Texte.
Il y a des films qui ont à la fois, l'avantage de donner ses lettres de noblesses à un genre cinématographique et de laisser une trace indélébile dans l'Histoire du cinéma. C'est précisément ce qu'à fait L'Exorciste de William Friedkin. Que ce soit par son tournage chaotique, son réalisateur incontrôlable, son sujet, son maquillage légendaire, sa technique ou encore une technique irréprochable qui rappelle que pour faire peur au cinéma, la mise en scène est ce qu'il y a de plus puissant et surtout de plus terrifiant.
L'exploit est d'autant plus impressionnant car le scénario est digne des histoires d'horreur que l'on se raconte en colonie de vacances: La fille de l'actrice Chris McNeil (Ellen Burstyn) est de plus en plus inquiète devant le comportement de sa fille Reagan, pourtant adorable. Alors que l'attitude de la fillette pré-pubère se rapproche de plus en plus de la possession que du désordre mentale et que la médecine est impuissante, Chris décide de faire appel à l'Eglise dans le but de pratiquer un exorcisme..

Problèmes à résoudre.
1. Dans le texte sur L'Exorciste, qui est le réalisateur du film ?
2. Extrayez du texte sur L'Exorciste le segment qui va de « Il y a des films » jusqu'à « de plus terrifiant. ».

Données extraites.
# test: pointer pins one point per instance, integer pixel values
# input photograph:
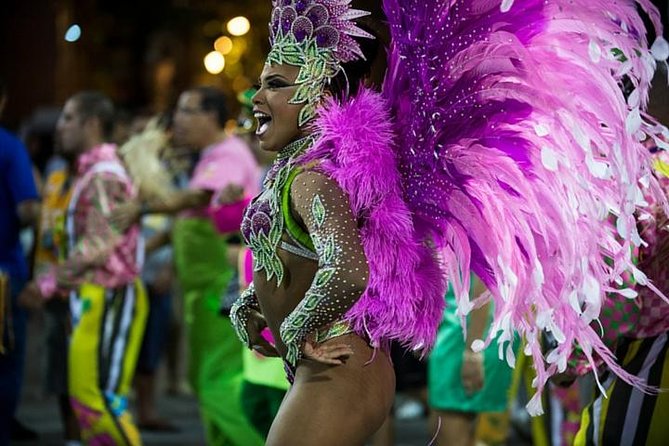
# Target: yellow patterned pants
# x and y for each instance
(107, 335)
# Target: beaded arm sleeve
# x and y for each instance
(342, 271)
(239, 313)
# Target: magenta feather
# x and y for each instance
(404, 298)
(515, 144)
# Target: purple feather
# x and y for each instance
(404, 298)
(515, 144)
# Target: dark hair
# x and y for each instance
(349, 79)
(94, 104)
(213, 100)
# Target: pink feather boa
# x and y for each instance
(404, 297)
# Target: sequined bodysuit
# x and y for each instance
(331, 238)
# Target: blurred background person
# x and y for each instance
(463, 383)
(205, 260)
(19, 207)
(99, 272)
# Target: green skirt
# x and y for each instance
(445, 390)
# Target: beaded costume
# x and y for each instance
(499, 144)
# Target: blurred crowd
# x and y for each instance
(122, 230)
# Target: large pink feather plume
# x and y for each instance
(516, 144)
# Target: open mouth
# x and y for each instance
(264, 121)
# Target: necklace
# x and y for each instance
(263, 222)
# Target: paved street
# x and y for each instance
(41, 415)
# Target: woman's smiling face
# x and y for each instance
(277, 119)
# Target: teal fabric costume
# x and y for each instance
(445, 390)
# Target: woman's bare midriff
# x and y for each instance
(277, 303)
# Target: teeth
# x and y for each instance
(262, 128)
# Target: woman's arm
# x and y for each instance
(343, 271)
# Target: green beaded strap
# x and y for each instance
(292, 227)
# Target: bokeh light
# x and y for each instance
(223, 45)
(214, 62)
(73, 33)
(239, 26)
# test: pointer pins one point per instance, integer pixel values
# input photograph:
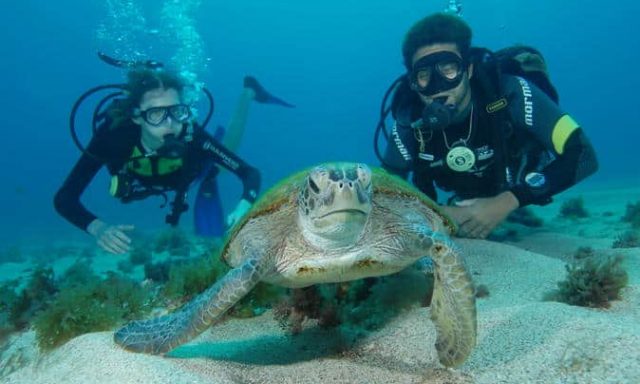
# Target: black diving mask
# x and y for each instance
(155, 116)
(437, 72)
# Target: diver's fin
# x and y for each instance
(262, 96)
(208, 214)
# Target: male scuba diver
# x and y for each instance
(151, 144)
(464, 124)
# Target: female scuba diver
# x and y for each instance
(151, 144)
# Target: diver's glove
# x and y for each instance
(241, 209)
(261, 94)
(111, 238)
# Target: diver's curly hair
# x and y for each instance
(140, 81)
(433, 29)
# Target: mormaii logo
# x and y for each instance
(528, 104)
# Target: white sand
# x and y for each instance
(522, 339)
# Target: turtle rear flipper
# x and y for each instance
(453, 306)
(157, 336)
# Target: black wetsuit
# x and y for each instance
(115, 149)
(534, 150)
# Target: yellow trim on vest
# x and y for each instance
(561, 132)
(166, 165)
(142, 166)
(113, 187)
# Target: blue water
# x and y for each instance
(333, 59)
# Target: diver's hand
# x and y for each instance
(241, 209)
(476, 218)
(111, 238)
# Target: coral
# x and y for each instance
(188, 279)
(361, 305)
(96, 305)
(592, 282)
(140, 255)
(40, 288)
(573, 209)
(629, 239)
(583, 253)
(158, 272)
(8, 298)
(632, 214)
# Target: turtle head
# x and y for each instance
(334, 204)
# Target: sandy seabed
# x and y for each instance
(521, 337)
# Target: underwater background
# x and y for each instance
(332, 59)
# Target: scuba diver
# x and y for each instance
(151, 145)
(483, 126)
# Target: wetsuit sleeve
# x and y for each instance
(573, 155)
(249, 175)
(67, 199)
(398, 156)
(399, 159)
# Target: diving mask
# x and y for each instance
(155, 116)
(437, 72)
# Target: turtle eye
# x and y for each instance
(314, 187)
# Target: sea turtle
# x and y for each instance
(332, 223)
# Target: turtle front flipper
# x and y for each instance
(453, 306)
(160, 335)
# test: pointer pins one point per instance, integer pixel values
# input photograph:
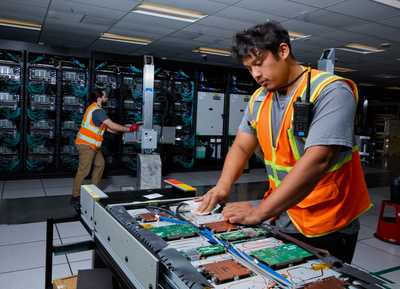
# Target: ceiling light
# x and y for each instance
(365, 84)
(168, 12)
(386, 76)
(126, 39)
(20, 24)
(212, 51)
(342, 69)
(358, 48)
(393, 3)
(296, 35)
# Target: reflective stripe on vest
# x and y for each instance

--

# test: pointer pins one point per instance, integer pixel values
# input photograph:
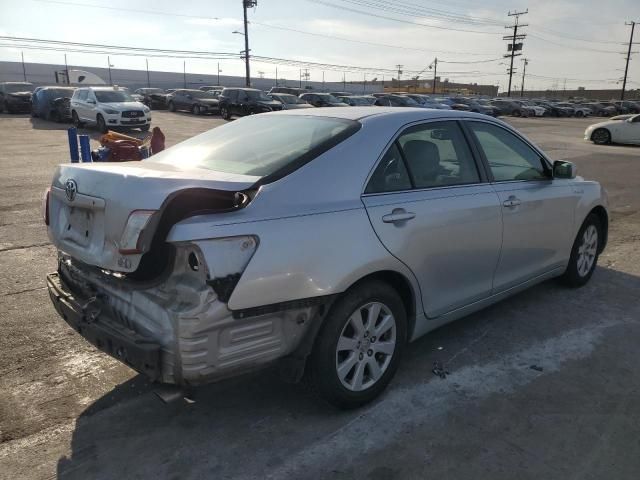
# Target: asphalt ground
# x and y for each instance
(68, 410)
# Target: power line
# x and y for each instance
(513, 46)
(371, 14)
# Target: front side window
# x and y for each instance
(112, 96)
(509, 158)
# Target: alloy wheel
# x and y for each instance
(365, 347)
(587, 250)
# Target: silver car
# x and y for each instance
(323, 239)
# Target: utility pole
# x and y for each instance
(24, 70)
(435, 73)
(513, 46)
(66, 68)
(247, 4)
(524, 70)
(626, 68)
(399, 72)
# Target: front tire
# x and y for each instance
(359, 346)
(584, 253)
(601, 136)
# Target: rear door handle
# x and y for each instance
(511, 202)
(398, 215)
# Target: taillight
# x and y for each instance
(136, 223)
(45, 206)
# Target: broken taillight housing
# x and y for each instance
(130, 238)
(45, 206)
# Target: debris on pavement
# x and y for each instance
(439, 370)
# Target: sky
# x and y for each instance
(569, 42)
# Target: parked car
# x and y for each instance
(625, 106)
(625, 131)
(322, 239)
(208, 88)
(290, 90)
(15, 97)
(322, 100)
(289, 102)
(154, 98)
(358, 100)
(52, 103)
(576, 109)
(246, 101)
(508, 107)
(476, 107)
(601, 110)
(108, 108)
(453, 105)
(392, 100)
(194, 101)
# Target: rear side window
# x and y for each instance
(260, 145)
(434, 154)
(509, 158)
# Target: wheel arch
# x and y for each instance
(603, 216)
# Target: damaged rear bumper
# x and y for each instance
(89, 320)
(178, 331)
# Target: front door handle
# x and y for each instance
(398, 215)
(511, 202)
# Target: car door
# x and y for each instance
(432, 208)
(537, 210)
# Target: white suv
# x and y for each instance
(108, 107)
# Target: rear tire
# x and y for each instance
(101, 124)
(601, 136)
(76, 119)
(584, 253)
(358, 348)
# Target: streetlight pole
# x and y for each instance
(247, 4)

...

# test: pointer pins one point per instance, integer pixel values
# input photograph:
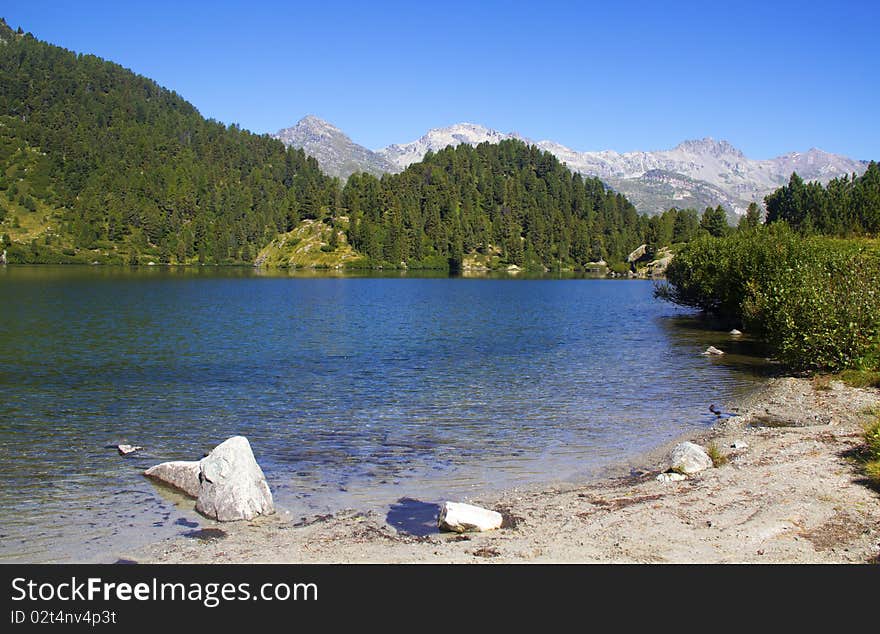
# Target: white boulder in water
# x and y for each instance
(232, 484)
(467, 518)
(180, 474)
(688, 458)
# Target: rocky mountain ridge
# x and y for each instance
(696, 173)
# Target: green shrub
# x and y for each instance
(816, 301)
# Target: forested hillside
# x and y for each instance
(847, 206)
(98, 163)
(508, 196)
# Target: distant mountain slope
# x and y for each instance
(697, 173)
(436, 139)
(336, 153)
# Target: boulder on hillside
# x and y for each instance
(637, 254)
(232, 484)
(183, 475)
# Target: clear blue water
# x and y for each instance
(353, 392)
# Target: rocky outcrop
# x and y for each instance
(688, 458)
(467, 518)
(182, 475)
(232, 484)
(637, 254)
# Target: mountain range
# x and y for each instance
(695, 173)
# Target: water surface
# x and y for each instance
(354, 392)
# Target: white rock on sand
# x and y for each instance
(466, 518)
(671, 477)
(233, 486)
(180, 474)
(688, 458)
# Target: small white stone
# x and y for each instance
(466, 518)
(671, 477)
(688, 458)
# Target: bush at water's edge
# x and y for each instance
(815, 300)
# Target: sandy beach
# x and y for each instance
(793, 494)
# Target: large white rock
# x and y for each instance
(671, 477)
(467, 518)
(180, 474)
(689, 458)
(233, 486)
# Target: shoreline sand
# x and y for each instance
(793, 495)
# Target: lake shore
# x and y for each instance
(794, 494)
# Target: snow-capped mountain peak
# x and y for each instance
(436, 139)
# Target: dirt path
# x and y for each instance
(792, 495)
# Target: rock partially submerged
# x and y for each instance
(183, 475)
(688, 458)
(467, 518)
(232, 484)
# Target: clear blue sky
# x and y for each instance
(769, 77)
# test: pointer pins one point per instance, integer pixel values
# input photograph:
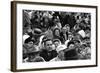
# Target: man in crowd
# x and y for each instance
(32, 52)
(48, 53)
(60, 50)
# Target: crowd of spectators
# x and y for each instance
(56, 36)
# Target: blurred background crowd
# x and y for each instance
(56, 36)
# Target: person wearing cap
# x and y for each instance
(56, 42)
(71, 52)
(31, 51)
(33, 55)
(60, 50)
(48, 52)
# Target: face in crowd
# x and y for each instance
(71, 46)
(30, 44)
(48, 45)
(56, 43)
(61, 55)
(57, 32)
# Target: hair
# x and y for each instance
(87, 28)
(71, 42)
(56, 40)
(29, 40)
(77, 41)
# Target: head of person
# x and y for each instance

Corrigé.
1. William Friedkin

2.
Il y a des films qui ont à la fois, l'avantage de donner ses lettres de noblesses à un genre cinématographique et de laisser une trace indélébile dans l'Histoire du cinéma. C'est précisément ce qu'à fait L'Exorciste de William Friedkin. Que ce soit par son tournage chaotique, son réalisateur incontrôlable, son sujet, son maquillage légendaire, sa technique ou encore une technique irréprochable qui rappelle que pour faire peur au cinéma, la mise en scène est ce qu'il y a de plus puissant et surtout de plus terrifiant.